| Exercise goal |
Rewrite everything from the line containing "Reviewer note. Check that each instance of the water" down to the line containing "210), (287, 274)]" in the rows below as a numbered list, including both of those lines and leaving out any blank lines.
-----
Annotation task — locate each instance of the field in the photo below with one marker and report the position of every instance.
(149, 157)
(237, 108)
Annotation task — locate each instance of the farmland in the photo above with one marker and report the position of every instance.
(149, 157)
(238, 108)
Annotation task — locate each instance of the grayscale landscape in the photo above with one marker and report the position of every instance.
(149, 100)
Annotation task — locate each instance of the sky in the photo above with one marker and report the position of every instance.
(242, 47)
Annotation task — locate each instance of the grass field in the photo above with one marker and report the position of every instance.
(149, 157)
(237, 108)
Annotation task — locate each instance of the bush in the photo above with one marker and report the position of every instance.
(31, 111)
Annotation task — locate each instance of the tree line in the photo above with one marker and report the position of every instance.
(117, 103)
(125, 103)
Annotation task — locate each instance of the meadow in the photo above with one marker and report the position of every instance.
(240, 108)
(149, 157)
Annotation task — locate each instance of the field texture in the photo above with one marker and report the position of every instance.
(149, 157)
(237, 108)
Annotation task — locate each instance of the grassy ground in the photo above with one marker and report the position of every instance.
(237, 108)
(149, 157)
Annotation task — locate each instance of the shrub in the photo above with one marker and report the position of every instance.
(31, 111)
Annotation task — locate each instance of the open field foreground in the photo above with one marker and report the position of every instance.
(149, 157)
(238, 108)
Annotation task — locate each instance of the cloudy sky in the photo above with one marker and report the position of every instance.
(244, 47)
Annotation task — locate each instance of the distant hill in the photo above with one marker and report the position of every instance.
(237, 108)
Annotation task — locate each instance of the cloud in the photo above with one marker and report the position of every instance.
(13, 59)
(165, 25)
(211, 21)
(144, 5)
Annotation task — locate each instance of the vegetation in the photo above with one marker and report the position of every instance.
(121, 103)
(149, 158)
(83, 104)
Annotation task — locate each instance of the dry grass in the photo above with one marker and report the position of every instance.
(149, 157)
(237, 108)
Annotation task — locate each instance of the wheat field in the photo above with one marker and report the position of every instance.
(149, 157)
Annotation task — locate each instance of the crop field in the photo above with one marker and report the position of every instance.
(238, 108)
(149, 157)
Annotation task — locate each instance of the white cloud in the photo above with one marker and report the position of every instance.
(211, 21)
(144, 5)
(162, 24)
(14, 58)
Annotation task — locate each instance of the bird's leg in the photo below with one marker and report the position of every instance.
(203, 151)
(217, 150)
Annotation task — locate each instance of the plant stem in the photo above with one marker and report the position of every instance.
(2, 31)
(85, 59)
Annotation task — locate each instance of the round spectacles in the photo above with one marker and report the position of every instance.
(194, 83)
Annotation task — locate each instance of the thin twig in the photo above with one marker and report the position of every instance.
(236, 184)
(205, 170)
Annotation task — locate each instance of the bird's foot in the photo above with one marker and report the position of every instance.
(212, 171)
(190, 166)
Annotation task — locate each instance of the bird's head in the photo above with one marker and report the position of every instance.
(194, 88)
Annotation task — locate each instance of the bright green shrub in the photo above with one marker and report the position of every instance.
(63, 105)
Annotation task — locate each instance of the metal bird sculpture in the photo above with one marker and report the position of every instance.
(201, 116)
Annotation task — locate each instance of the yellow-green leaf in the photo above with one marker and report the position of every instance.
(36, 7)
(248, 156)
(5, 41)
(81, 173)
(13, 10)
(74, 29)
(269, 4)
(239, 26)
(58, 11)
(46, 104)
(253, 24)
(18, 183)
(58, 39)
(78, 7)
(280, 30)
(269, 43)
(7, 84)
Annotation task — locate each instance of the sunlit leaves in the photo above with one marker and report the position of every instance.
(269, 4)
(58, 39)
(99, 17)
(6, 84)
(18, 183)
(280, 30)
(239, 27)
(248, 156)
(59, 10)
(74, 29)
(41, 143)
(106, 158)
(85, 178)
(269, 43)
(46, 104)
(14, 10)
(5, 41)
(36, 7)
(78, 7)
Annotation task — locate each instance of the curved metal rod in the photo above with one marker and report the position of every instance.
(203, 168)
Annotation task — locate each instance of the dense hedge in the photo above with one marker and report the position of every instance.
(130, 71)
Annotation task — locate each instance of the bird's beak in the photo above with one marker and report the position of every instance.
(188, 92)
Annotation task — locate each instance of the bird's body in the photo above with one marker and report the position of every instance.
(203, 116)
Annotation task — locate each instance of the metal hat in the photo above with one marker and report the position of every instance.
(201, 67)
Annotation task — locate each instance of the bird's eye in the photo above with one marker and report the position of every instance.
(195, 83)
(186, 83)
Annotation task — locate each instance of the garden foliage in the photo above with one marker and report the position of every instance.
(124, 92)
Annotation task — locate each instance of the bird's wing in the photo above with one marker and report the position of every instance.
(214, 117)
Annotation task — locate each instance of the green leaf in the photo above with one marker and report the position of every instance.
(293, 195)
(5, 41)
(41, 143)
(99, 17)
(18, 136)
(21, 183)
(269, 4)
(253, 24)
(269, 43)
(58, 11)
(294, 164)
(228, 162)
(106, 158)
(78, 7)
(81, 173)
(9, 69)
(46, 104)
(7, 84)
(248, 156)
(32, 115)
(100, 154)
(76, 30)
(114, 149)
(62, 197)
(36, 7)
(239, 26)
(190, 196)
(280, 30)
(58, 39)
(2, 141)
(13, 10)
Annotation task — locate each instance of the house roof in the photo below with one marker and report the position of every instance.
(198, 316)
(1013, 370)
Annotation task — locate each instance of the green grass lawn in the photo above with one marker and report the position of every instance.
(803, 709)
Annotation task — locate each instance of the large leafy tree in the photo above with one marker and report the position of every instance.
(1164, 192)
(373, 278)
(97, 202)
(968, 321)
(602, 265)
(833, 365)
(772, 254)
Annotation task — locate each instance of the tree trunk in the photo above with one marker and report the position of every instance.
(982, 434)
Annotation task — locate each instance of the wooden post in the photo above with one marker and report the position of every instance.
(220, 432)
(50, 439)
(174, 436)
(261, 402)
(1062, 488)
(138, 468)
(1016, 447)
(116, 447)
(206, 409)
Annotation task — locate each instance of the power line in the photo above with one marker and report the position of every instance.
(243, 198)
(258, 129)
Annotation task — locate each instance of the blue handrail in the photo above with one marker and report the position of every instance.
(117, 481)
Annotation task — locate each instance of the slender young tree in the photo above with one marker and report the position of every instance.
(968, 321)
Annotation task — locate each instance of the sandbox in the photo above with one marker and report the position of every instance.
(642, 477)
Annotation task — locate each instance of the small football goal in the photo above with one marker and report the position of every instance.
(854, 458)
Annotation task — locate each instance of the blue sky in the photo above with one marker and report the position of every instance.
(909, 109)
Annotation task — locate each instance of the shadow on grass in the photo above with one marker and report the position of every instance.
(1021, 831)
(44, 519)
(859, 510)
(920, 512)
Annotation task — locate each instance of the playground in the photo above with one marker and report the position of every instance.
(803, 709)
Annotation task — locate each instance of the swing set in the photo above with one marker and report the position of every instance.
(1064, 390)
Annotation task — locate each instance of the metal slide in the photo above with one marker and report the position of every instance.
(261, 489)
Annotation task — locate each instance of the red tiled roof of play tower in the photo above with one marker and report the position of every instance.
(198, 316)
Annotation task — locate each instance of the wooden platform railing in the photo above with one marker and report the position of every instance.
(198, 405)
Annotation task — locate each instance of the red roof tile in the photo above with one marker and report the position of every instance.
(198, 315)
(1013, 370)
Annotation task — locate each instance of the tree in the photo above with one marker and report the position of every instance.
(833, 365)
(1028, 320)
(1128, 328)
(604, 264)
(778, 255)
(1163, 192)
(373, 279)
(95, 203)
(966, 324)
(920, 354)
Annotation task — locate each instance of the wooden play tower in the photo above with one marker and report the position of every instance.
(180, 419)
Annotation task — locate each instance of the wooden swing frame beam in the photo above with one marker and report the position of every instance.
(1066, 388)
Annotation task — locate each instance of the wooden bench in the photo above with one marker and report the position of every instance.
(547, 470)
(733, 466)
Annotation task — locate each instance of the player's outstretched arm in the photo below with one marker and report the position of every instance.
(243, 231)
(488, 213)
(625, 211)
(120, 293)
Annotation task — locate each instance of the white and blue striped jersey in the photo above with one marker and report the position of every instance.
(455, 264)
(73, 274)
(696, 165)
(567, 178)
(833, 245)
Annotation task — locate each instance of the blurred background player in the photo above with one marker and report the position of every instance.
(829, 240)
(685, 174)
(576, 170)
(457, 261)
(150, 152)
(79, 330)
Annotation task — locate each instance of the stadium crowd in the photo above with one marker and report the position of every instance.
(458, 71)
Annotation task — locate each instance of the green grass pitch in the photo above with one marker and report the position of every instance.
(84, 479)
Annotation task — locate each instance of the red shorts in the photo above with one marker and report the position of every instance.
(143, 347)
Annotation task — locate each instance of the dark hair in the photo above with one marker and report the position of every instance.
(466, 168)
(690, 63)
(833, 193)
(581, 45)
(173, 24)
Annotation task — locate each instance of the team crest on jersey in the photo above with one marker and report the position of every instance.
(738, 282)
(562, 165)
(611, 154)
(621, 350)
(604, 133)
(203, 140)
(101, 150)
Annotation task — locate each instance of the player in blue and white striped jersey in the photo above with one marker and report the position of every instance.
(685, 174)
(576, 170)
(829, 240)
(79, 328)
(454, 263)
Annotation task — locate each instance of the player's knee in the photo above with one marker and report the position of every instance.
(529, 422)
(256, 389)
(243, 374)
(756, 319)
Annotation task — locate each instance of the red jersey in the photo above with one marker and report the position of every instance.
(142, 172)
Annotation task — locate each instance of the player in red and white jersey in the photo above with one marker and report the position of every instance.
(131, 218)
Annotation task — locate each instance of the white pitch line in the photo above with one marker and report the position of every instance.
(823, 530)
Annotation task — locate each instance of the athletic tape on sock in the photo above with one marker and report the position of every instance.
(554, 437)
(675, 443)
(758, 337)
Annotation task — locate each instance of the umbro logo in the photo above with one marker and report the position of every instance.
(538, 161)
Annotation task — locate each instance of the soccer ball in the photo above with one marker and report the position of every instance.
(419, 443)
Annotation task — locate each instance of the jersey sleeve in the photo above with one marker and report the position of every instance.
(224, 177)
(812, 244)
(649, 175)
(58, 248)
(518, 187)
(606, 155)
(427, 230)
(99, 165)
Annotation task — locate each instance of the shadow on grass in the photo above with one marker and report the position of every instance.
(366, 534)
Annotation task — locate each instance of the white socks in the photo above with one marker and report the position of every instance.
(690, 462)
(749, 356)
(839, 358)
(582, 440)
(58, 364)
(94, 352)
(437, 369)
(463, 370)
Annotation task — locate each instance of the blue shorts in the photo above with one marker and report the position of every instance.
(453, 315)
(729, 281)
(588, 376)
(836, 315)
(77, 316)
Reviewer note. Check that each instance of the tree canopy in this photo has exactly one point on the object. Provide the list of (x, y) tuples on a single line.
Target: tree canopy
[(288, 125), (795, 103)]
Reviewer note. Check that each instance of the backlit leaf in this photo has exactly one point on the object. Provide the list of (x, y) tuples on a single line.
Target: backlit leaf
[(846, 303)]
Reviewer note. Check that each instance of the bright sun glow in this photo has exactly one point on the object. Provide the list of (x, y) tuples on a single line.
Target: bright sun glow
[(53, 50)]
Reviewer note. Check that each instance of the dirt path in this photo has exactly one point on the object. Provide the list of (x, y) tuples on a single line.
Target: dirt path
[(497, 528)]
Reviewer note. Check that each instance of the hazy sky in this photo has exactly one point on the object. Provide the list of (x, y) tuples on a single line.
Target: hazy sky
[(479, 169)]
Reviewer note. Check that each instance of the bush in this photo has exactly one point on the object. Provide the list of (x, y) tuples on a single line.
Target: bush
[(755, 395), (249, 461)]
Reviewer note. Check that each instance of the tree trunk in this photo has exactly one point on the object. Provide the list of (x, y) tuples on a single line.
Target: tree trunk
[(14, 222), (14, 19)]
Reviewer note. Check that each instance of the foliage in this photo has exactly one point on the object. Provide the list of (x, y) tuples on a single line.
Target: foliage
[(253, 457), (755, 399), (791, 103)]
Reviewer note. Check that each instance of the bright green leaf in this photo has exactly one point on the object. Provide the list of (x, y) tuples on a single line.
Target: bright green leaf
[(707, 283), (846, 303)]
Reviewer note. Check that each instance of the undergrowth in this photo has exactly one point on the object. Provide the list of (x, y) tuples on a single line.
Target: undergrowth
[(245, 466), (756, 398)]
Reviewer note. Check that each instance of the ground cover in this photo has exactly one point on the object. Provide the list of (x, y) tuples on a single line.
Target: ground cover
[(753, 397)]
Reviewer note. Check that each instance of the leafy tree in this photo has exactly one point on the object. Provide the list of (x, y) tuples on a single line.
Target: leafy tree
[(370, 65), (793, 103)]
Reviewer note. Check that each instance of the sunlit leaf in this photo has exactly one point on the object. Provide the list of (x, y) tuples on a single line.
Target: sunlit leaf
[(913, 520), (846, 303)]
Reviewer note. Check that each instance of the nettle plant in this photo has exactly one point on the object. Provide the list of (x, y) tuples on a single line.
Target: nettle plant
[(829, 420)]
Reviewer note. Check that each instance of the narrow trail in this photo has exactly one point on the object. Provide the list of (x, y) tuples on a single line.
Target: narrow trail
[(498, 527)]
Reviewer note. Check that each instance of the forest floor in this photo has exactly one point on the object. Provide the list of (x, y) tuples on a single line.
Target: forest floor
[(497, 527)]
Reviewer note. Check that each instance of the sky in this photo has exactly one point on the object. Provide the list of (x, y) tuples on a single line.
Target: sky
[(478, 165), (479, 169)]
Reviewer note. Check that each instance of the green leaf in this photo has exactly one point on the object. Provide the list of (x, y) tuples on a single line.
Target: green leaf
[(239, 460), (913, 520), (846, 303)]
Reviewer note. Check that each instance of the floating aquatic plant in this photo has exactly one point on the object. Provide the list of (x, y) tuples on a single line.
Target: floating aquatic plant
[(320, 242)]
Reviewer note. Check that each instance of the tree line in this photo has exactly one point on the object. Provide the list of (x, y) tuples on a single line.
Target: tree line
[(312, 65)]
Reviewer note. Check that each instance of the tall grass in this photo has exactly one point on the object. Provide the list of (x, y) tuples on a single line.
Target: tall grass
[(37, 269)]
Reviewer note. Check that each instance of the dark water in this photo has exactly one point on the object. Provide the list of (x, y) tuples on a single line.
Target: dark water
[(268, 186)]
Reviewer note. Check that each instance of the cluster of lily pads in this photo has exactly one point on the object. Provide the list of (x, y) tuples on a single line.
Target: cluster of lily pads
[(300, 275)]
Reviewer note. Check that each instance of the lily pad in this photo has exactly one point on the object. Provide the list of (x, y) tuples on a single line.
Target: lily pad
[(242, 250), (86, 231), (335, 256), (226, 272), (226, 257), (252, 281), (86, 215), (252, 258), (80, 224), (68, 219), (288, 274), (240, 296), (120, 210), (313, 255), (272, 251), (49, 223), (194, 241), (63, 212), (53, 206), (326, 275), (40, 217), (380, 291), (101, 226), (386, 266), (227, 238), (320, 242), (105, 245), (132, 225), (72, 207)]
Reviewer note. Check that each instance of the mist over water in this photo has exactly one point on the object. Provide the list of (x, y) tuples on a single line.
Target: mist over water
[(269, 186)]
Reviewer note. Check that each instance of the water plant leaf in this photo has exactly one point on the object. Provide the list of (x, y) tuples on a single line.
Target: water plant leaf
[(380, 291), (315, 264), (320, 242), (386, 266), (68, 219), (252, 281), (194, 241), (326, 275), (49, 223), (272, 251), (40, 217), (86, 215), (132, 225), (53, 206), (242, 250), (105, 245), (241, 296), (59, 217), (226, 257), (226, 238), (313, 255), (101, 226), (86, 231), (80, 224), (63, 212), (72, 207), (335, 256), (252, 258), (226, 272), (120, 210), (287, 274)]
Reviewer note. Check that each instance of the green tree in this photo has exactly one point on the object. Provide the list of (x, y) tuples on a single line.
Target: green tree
-----
| Answer to this exercise |
1. Reviewer note. Check that each instance of the water plant leaf in this photo has exactly one point on the object. Provide the list of (x, y) tuples on a single line.
2. Target: water plant leaf
3. [(380, 291), (315, 264), (320, 242), (386, 266), (68, 219), (252, 281), (194, 241), (326, 275), (49, 223), (272, 251), (40, 217), (86, 215), (132, 225), (53, 206), (242, 250), (105, 245), (241, 296), (59, 217), (226, 257), (226, 238), (313, 255), (101, 226), (86, 231), (80, 224), (63, 212), (72, 207), (335, 256), (252, 258), (226, 272), (120, 210), (287, 274)]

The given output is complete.